» Task details:
Please scale down the material below: reproduce all of its lines, the requests included, multiplying every point coordinate in the answers by 0.6 and rounding to whole numbers, with halves going up. Omit the pictures from your answer.

» Input records:

══════

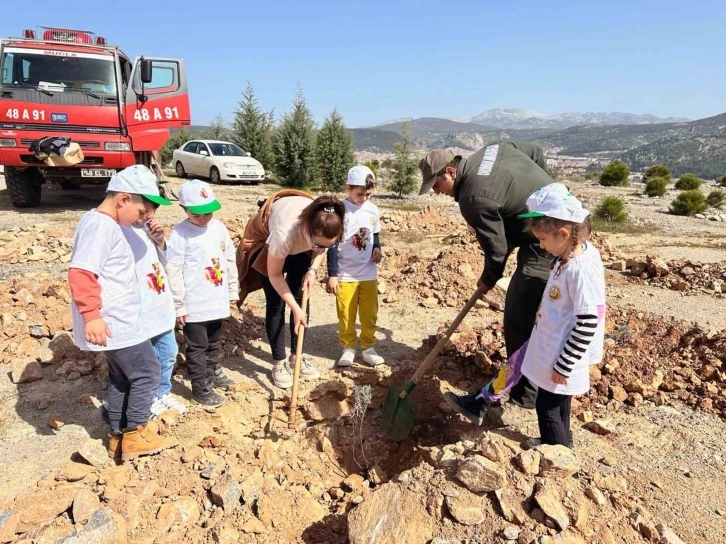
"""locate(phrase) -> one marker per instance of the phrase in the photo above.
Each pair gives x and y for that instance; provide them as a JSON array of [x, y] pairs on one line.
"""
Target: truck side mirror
[[145, 68]]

══════

» Written answer:
"""locate(phrase) -> one marker per instance of the phrase in the photo above.
Each pair gives x and y for that instance; provide them as a JSON array of [x, y] pairs on one line.
"""
Target: truck side mirror
[[87, 41]]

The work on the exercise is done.